> _RECORDS TO PROCESS_:
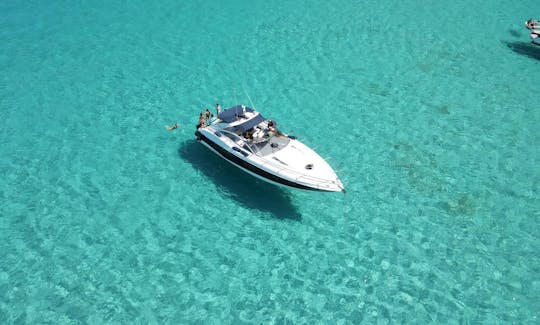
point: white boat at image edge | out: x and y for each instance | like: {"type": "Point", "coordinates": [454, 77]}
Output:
{"type": "Point", "coordinates": [243, 137]}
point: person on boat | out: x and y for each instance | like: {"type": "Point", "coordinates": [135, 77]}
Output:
{"type": "Point", "coordinates": [531, 24]}
{"type": "Point", "coordinates": [201, 121]}
{"type": "Point", "coordinates": [211, 119]}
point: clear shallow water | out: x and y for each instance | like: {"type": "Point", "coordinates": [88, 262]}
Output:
{"type": "Point", "coordinates": [107, 217]}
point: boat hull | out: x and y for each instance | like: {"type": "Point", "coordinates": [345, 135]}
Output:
{"type": "Point", "coordinates": [239, 158]}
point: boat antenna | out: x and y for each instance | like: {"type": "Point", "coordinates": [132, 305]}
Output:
{"type": "Point", "coordinates": [245, 91]}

> _TASK REQUIREMENTS_:
Report only how many lines in the entries above contain the string "instance".

> _RESULT OF THIS TASK_:
5